Leaving out the pictures, retype all the material exactly.

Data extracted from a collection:

-.-.-

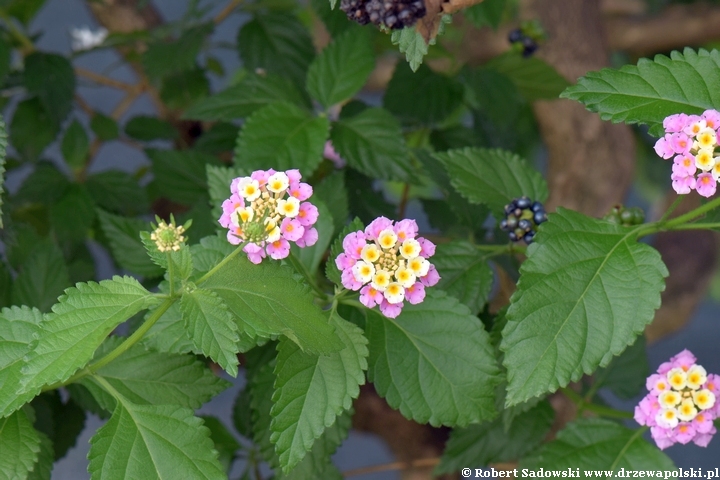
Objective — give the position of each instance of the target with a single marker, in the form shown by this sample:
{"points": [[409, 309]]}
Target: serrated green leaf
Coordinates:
{"points": [[84, 316], [687, 82], [153, 441], [42, 278], [239, 101], [180, 175], [372, 142], [422, 96], [18, 326], [268, 300], [490, 443], [51, 77], [412, 44], [75, 145], [533, 77], [331, 270], [434, 362], [585, 292], [151, 378], [211, 328], [104, 127], [146, 128], [118, 192], [311, 391], [625, 375], [342, 68], [165, 58], [277, 43], [281, 136], [465, 273], [598, 444], [492, 177], [123, 235], [19, 444], [32, 129]]}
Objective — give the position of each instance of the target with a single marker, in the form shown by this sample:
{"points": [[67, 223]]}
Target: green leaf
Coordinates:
{"points": [[434, 362], [42, 278], [534, 78], [51, 77], [268, 300], [72, 215], [488, 13], [75, 145], [84, 316], [32, 129], [311, 391], [465, 273], [331, 270], [372, 142], [239, 101], [104, 127], [18, 326], [687, 82], [310, 257], [19, 444], [585, 292], [281, 136], [146, 129], [492, 177], [626, 374], [490, 443], [180, 175], [412, 44], [158, 441], [165, 58], [117, 192], [421, 96], [342, 68], [123, 235], [150, 378], [211, 327], [277, 43], [594, 443]]}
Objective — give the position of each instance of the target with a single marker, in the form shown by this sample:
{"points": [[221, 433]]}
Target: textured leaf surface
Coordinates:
{"points": [[600, 444], [18, 326], [585, 292], [211, 327], [372, 142], [19, 445], [250, 94], [490, 443], [687, 82], [311, 391], [281, 136], [84, 316], [153, 441], [434, 362], [465, 273], [268, 300], [342, 68], [492, 177]]}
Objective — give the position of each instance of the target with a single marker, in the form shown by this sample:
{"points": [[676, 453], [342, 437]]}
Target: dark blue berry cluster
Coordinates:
{"points": [[625, 216], [522, 217]]}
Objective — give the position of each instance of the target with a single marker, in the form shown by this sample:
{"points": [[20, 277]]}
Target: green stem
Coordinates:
{"points": [[220, 265]]}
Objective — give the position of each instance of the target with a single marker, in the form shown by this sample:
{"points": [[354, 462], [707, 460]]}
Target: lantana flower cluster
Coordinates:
{"points": [[267, 210], [389, 264], [691, 140], [681, 405]]}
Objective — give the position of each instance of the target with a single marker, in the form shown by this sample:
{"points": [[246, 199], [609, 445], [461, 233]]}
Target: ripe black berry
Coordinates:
{"points": [[522, 218]]}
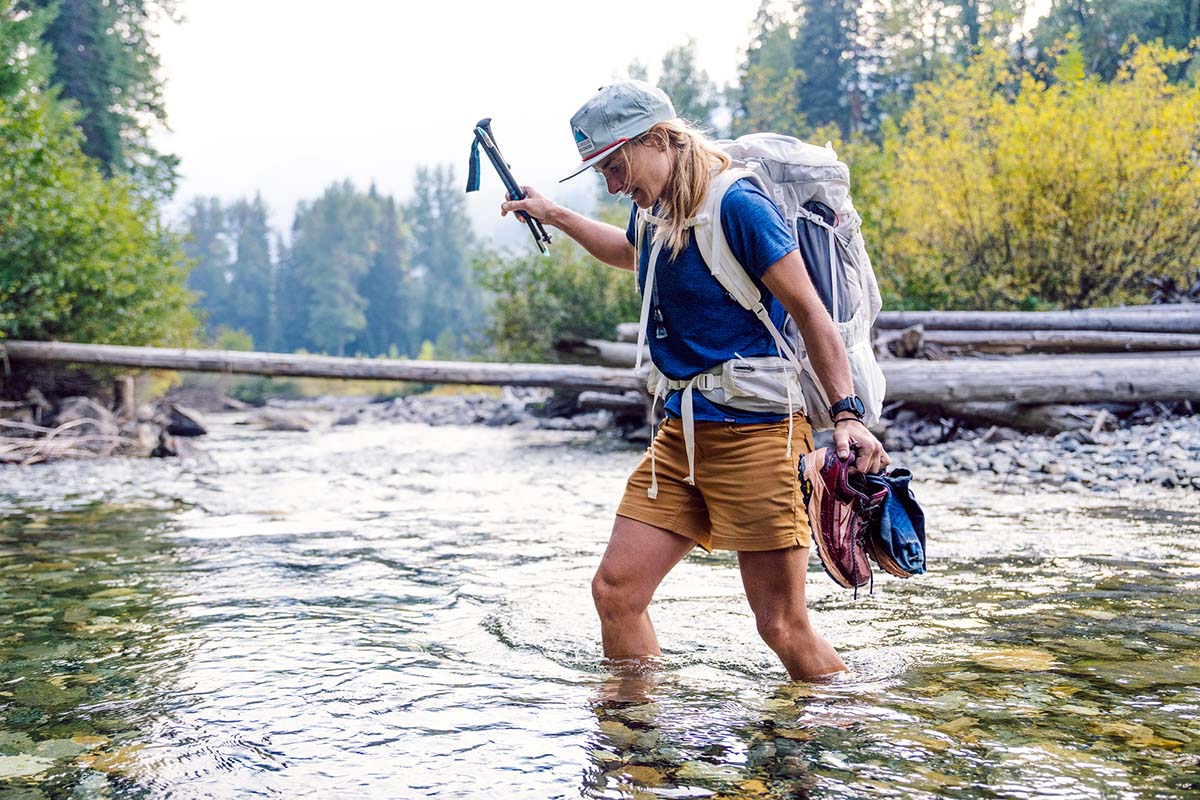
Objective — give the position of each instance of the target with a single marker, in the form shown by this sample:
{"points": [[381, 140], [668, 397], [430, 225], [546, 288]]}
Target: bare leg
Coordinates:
{"points": [[639, 557], [774, 584]]}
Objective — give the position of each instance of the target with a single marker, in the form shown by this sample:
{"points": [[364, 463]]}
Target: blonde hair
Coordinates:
{"points": [[694, 162]]}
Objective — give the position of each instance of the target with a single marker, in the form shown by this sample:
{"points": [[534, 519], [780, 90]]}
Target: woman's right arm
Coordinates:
{"points": [[604, 241]]}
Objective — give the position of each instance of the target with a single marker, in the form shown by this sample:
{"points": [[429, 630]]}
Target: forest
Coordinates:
{"points": [[999, 164]]}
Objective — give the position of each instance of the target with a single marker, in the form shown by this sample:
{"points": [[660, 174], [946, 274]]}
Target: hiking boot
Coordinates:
{"points": [[839, 515]]}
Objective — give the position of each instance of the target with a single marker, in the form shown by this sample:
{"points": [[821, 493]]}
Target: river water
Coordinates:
{"points": [[405, 612]]}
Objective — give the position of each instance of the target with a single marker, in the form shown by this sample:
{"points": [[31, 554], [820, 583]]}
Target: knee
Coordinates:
{"points": [[616, 600], [780, 631]]}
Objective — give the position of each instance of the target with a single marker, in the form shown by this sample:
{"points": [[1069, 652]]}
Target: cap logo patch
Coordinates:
{"points": [[583, 142]]}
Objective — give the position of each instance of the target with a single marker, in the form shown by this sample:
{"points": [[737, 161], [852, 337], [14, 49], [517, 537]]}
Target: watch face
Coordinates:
{"points": [[851, 403]]}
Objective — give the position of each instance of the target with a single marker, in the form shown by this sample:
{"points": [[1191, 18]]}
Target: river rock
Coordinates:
{"points": [[183, 421], [273, 419]]}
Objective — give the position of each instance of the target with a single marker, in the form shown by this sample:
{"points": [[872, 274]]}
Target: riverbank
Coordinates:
{"points": [[1151, 446]]}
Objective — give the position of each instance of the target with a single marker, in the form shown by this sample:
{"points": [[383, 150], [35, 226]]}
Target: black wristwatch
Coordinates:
{"points": [[851, 404]]}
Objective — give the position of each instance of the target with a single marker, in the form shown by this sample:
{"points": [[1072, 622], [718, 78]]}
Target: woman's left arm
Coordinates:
{"points": [[789, 281]]}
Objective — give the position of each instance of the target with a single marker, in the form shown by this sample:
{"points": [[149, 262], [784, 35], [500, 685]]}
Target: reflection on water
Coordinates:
{"points": [[403, 612]]}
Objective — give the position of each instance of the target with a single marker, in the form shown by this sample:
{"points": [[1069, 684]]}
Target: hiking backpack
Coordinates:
{"points": [[811, 188]]}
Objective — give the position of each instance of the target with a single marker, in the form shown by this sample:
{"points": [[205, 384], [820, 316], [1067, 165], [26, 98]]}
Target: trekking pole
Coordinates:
{"points": [[485, 138]]}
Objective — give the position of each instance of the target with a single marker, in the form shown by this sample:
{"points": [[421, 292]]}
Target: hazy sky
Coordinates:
{"points": [[285, 97]]}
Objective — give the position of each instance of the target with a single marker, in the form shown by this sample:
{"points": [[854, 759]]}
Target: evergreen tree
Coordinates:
{"points": [[691, 91], [442, 248], [390, 310], [331, 252], [106, 64], [251, 284], [294, 298], [826, 56], [207, 245], [766, 97], [82, 257], [1103, 28]]}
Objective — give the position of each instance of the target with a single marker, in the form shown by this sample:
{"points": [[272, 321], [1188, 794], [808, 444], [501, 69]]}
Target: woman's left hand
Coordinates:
{"points": [[870, 456]]}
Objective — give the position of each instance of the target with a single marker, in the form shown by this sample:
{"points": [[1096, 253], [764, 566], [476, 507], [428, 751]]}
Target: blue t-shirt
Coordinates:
{"points": [[694, 323]]}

-.-.-

• _FINAL RESULT_:
Objective — give the position of each instance of the target with a single marker, in the form shown by this sample:
{"points": [[409, 309]]}
Target: serrated green leaf
Coordinates:
{"points": [[84, 316], [687, 82], [153, 441], [42, 278], [239, 101], [180, 175], [372, 142], [422, 96], [18, 326], [268, 300], [490, 443], [51, 77], [412, 44], [75, 145], [533, 77], [331, 270], [434, 362], [585, 292], [151, 378], [211, 328], [104, 127], [146, 128], [118, 192], [311, 391], [625, 375], [342, 68], [165, 58], [277, 43], [281, 136], [465, 273], [598, 444], [492, 177], [123, 235], [19, 444], [32, 129]]}
Objective — give the position of each instance of the target with a single marker, in the form shown by this sample:
{"points": [[67, 223]]}
Target: green leaf
Coordinates:
{"points": [[434, 362], [42, 278], [534, 78], [51, 77], [268, 300], [72, 215], [488, 13], [75, 145], [84, 316], [32, 129], [311, 391], [465, 273], [331, 270], [372, 142], [239, 101], [104, 127], [18, 326], [687, 82], [310, 257], [19, 444], [585, 292], [281, 136], [146, 129], [492, 177], [626, 374], [490, 443], [180, 175], [412, 44], [158, 441], [165, 58], [117, 192], [421, 96], [342, 68], [123, 235], [150, 378], [211, 327], [277, 43], [594, 443]]}
Objective — give the position of each instance of the target with a single marker, in the form shown by this sample:
{"points": [[221, 433]]}
Target: textured leaf surface
Coordinates:
{"points": [[600, 444], [18, 326], [585, 292], [211, 327], [372, 142], [19, 445], [250, 94], [490, 443], [687, 82], [311, 391], [281, 136], [84, 316], [153, 441], [434, 362], [465, 273], [268, 300], [342, 68], [492, 177]]}
Objective — give the position of each instance of the target with a single marker, in the form shown by this sample:
{"points": [[676, 453], [342, 437]]}
Target: dark blue berry cluster
Coordinates:
{"points": [[625, 216], [522, 217]]}
Objective — give the position of each instance of the target with a single marker, in the form shown by this sample:
{"points": [[20, 277]]}
Target: green stem
Coordinates:
{"points": [[220, 265]]}
Objective — give the position of each instance of the target with a single marker, in the form shown by this sample:
{"points": [[354, 462], [707, 460]]}
Target: lantana flower cluster
Coordinates:
{"points": [[267, 210], [389, 264], [691, 140], [681, 405]]}
Objective — give the position of each instance of the target with a single marker, in the form shown by this sample:
{"points": [[246, 199], [609, 445], [461, 233]]}
Target: ripe black berry
Coordinates:
{"points": [[522, 218]]}
Objective — give the position of each instance of the target with a single marker, in the form shown by this sample:
{"points": [[381, 140], [668, 397], [430, 225], [546, 288]]}
Target: bare leg
Coordinates:
{"points": [[639, 557], [774, 584]]}
Objective — give the position of each instance of the target with a single marker, in the form shown by this sample:
{"points": [[364, 463]]}
Target: blonde hair
Coordinates:
{"points": [[694, 162]]}
Objective — give the position of each instance of the target with a single marker, in the form shown by this sample:
{"points": [[534, 519], [780, 90]]}
Target: woman's right arm
Coordinates:
{"points": [[604, 241]]}
Objective — give the position of each instance of the target with a single marker, in the form shown by this sample:
{"points": [[429, 630]]}
Target: forest
Coordinates:
{"points": [[999, 164]]}
Objective — give the position of each instance of the target with a single marker, in the form shown by this sample:
{"points": [[660, 174], [946, 274]]}
Target: hiking boot
Coordinates:
{"points": [[839, 515]]}
Objective — give the position of each instance of the target with a single marker, in the form shown by this sample:
{"points": [[821, 493]]}
Target: river water
Coordinates:
{"points": [[405, 612]]}
Objective — give the position of each instance of the target with a single marker, in the form shown by this sample:
{"points": [[31, 554], [820, 583]]}
Target: knee
Coordinates:
{"points": [[616, 600], [780, 631]]}
Objective — give the position of each instance of the target with a single marker, in the form shown by this sample:
{"points": [[1069, 652]]}
Target: cap logo patch
Coordinates:
{"points": [[583, 142]]}
Objective — give the position of each instance of the target with a single marker, in the form shown by this sample:
{"points": [[737, 161], [852, 337], [14, 49], [517, 537]]}
Target: watch face
Coordinates:
{"points": [[851, 403]]}
Objective — give the position of each instance of the target with a single marker, in the form shown by this sample:
{"points": [[1191, 18]]}
Target: river rock
Coordinates:
{"points": [[183, 421], [273, 419]]}
Objective — give the position of each instance of the target with a single marker, in the form shown by this sample:
{"points": [[872, 274]]}
Target: riverbank
Coordinates:
{"points": [[1151, 446]]}
Objective — give the position of each instance of the target with a single marker, in the form shown by this sample:
{"points": [[383, 150], [35, 226]]}
Target: black wristwatch
Coordinates:
{"points": [[851, 404]]}
Objective — give the position of each instance of the target with a single marker, in the form shown by this sample:
{"points": [[1072, 622], [718, 78]]}
Target: woman's left arm
Coordinates:
{"points": [[789, 281]]}
Objective — give the position of each instance of the target with a single marker, in the form shown by this sample:
{"points": [[149, 262], [784, 35], [500, 685]]}
Target: reflection on water
Coordinates:
{"points": [[403, 612]]}
Objective — give the position of each instance of the target with a single marker, in the form shown by this sample:
{"points": [[1069, 684]]}
Target: hiking backpack
Coordinates:
{"points": [[811, 188]]}
Objective — give the position of each instance of the target with a single marker, in the form shown by this sample:
{"points": [[205, 384], [820, 316], [1067, 165], [26, 98]]}
Target: trekking pole
Coordinates:
{"points": [[485, 138]]}
Objective — give the position of each instance of the target with a single marker, in the form shown by this sample:
{"points": [[421, 292]]}
Target: hazy sky
Coordinates:
{"points": [[285, 97]]}
Objective — give the position of each instance of the target with a single marker, in the form shown by this sample:
{"points": [[854, 759]]}
Target: evergreen tree
Coordinates:
{"points": [[691, 91], [442, 248], [390, 310], [331, 252], [106, 64], [251, 284], [294, 298], [826, 56], [207, 245], [766, 97], [82, 257], [1103, 28]]}
Objective — give the position of each instance of the target with a single marker, in the form shown by this sample:
{"points": [[272, 321], [1188, 794], [808, 444], [501, 69]]}
Target: woman's left hand
Coordinates:
{"points": [[870, 456]]}
Objective — give the position of each instance of the target with a single marker, in the form shown by this sample:
{"points": [[1096, 253], [764, 566], [476, 507], [428, 751]]}
Target: blue t-shirt
Coordinates:
{"points": [[694, 323]]}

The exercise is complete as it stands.